Data for this task ▸
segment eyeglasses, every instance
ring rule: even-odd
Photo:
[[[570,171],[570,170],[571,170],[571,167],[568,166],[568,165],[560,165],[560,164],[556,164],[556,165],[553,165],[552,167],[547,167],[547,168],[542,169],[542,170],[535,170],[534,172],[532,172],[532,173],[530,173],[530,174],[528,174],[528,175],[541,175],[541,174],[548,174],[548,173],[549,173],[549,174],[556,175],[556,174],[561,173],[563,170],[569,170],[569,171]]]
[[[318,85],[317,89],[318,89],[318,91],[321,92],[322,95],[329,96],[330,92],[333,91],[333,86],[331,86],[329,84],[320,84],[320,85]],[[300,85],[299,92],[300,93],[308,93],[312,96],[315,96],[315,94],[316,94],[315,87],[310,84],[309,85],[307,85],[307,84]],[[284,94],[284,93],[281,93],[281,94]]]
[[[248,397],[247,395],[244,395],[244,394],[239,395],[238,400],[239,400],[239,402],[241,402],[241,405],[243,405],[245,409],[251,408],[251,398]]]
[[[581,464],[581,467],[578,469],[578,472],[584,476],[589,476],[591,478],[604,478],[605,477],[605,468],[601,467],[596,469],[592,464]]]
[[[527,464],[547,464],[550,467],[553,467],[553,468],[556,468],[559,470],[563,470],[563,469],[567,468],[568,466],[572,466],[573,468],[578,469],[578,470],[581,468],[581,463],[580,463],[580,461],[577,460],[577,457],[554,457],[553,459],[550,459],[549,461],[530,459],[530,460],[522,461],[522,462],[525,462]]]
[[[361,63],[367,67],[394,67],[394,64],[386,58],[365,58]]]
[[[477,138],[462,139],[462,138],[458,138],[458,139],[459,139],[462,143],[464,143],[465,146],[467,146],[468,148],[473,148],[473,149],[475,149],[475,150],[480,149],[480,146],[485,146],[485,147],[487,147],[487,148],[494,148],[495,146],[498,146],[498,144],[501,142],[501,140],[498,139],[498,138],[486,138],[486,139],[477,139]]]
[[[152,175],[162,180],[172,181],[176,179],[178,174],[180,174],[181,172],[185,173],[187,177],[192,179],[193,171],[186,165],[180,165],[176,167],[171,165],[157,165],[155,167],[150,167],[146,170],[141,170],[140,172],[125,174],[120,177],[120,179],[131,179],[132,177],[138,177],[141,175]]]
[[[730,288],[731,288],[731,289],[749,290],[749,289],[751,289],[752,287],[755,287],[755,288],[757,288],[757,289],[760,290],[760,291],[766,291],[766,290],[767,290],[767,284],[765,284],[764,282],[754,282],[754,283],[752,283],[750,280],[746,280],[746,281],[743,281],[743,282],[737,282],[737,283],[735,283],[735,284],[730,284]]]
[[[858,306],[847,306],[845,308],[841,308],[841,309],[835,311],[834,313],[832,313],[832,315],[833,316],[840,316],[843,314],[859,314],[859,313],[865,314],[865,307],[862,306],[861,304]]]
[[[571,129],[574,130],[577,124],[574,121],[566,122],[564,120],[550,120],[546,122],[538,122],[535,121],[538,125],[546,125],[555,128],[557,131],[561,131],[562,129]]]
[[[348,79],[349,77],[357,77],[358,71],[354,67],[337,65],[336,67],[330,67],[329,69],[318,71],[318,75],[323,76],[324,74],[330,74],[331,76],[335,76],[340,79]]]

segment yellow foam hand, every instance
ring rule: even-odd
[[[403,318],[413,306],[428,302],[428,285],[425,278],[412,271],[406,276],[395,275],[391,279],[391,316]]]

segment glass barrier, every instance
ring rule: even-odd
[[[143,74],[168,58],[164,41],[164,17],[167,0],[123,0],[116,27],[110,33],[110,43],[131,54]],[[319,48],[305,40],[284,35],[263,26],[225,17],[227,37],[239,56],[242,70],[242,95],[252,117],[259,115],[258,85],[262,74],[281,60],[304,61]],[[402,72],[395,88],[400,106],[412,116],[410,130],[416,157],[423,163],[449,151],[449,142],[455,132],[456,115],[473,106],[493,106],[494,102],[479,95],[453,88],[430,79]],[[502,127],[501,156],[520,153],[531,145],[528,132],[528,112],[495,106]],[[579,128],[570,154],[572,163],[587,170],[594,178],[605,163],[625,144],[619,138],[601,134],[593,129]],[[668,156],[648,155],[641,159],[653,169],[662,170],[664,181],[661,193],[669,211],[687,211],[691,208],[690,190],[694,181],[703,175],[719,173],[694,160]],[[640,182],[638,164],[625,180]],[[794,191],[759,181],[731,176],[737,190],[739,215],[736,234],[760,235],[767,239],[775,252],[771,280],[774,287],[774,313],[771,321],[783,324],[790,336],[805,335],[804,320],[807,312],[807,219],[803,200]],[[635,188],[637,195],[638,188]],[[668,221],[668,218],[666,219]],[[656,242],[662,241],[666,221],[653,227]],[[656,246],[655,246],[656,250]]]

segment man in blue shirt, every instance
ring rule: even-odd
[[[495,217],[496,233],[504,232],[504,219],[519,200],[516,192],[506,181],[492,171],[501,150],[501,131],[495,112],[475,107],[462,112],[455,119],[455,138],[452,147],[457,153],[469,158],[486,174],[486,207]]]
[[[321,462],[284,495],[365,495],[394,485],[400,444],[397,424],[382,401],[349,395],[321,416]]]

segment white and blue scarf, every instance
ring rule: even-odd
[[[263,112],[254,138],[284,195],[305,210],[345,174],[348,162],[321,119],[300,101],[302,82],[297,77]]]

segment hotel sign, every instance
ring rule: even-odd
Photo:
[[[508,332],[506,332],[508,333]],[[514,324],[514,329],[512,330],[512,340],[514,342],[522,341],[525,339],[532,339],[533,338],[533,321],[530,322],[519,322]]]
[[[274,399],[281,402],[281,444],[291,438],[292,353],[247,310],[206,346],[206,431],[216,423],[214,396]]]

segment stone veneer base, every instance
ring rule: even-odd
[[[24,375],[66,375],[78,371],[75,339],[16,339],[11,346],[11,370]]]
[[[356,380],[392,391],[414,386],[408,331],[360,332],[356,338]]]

Exercise description ▸ Your reply should be the material above, repeated word for word.

Result for this task ▸
segment eyeglasses, every instance
ring rule: even-odd
Photo:
[[[570,171],[570,170],[571,170],[571,167],[568,166],[568,165],[560,165],[560,164],[556,164],[556,165],[553,165],[552,167],[547,167],[547,168],[542,169],[542,170],[535,170],[534,172],[532,172],[532,173],[530,173],[530,174],[528,174],[528,175],[541,175],[541,174],[548,174],[548,173],[549,173],[549,174],[556,175],[556,174],[561,173],[563,170],[569,170],[569,171]]]
[[[318,85],[317,89],[318,89],[318,91],[321,92],[322,95],[329,96],[330,92],[333,91],[333,86],[331,86],[329,84],[320,84],[320,85]],[[300,85],[299,92],[300,93],[308,93],[312,96],[315,96],[315,94],[316,94],[315,87],[310,84],[309,85],[307,85],[307,84]],[[284,94],[284,93],[281,93],[281,94]]]
[[[248,397],[247,395],[244,395],[244,394],[239,395],[238,400],[239,400],[239,402],[241,402],[241,405],[243,405],[245,409],[251,408],[251,398]]]
[[[581,464],[581,467],[578,469],[578,472],[584,476],[589,476],[591,478],[604,478],[605,477],[605,468],[601,467],[596,469],[592,464]]]
[[[527,464],[547,464],[550,467],[553,467],[553,468],[556,468],[559,470],[563,470],[563,469],[567,468],[568,466],[572,466],[573,468],[578,469],[578,470],[581,468],[581,463],[580,463],[580,461],[577,460],[577,457],[554,457],[553,459],[550,459],[549,461],[530,459],[530,460],[522,461],[522,462],[525,462]]]
[[[361,63],[367,67],[394,67],[394,64],[386,58],[365,58]]]
[[[477,138],[462,139],[462,138],[458,138],[458,139],[459,139],[462,143],[464,143],[465,146],[467,146],[468,148],[473,148],[473,149],[475,149],[475,150],[480,149],[480,146],[485,146],[485,147],[487,147],[487,148],[494,148],[495,146],[498,146],[498,144],[501,142],[501,140],[498,139],[498,138],[486,138],[486,139],[477,139]]]
[[[152,175],[162,180],[172,181],[176,179],[178,174],[180,174],[181,172],[185,173],[187,177],[192,179],[193,171],[186,165],[180,165],[176,167],[171,165],[157,165],[155,167],[150,167],[146,170],[141,170],[140,172],[125,174],[120,177],[120,179],[131,179],[132,177],[138,177],[141,175]]]
[[[730,288],[731,288],[731,289],[749,290],[749,289],[751,289],[752,287],[755,287],[755,288],[757,288],[757,289],[760,290],[760,291],[766,291],[766,290],[767,290],[767,284],[765,284],[764,282],[754,282],[754,283],[752,283],[750,280],[746,280],[746,281],[743,281],[743,282],[737,282],[737,283],[735,283],[735,284],[730,284]]]
[[[858,306],[847,306],[845,308],[841,308],[841,309],[835,311],[834,313],[832,313],[832,315],[833,316],[840,316],[843,314],[859,314],[859,313],[865,314],[865,307],[862,306],[861,304]]]
[[[571,129],[574,130],[577,124],[574,121],[566,122],[564,120],[550,120],[546,122],[538,122],[535,121],[538,125],[546,125],[555,128],[557,131],[561,131],[562,129]]]
[[[348,79],[349,77],[357,77],[358,71],[354,67],[337,65],[336,67],[330,67],[329,69],[318,71],[318,75],[323,76],[324,74],[330,74],[331,76],[335,76],[340,79]]]

segment yellow foam hand, every instance
ring rule: even-odd
[[[403,318],[413,306],[428,302],[428,285],[425,278],[412,271],[406,276],[395,275],[391,279],[391,316]]]

segment glass barrier, every instance
ring rule: even-odd
[[[143,74],[168,58],[164,41],[164,17],[167,0],[123,0],[116,27],[110,33],[110,43],[131,54]],[[319,48],[305,40],[284,35],[263,26],[225,17],[227,37],[239,56],[242,70],[242,95],[252,117],[259,115],[258,85],[262,74],[281,60],[304,61]],[[402,72],[395,88],[400,106],[412,116],[410,130],[416,157],[423,163],[449,151],[449,142],[455,132],[456,115],[473,106],[493,106],[494,102],[479,95],[453,88],[430,79]],[[502,127],[501,156],[520,153],[531,145],[528,132],[528,112],[495,106]],[[579,128],[570,154],[572,163],[587,170],[594,178],[605,163],[625,144],[619,138],[601,134],[593,129]],[[668,156],[648,155],[641,159],[653,169],[662,170],[664,181],[661,193],[669,211],[687,211],[691,208],[690,190],[694,181],[703,175],[719,173],[694,160]],[[640,182],[638,164],[625,180]],[[794,191],[759,181],[731,176],[737,190],[739,215],[736,234],[760,235],[767,239],[775,252],[771,280],[774,287],[774,313],[771,321],[783,324],[790,336],[805,335],[804,320],[807,312],[807,219],[803,200]],[[635,188],[637,195],[638,188]],[[668,221],[668,218],[666,219]],[[656,242],[662,241],[666,221],[653,227]],[[656,246],[655,246],[656,250]]]

segment man in blue shirt, every instance
ring rule: even-odd
[[[495,217],[496,233],[504,232],[504,219],[519,200],[516,192],[506,181],[492,171],[501,150],[501,131],[495,112],[475,107],[462,112],[455,119],[455,138],[452,147],[457,153],[469,158],[486,174],[486,207]]]
[[[321,462],[284,495],[365,495],[394,485],[400,444],[397,424],[382,401],[349,395],[321,416]]]

segment white and blue scarf, every instance
ring rule: even-odd
[[[263,112],[254,138],[284,195],[305,210],[345,174],[348,162],[321,119],[300,101],[302,82],[297,77]]]

segment hotel sign, every instance
ring rule: even-odd
Photo:
[[[508,332],[506,332],[508,333]],[[514,324],[514,329],[512,330],[512,340],[514,342],[522,341],[525,339],[532,339],[533,338],[533,321],[530,322],[519,322]]]
[[[274,399],[281,402],[281,444],[291,438],[292,353],[247,310],[206,346],[206,431],[216,423],[214,396]]]

segment stone veneer base, every instance
ring rule: even-odd
[[[24,375],[66,375],[78,371],[75,339],[16,339],[11,346],[11,370]]]
[[[356,380],[392,391],[414,386],[408,331],[360,332],[356,338]]]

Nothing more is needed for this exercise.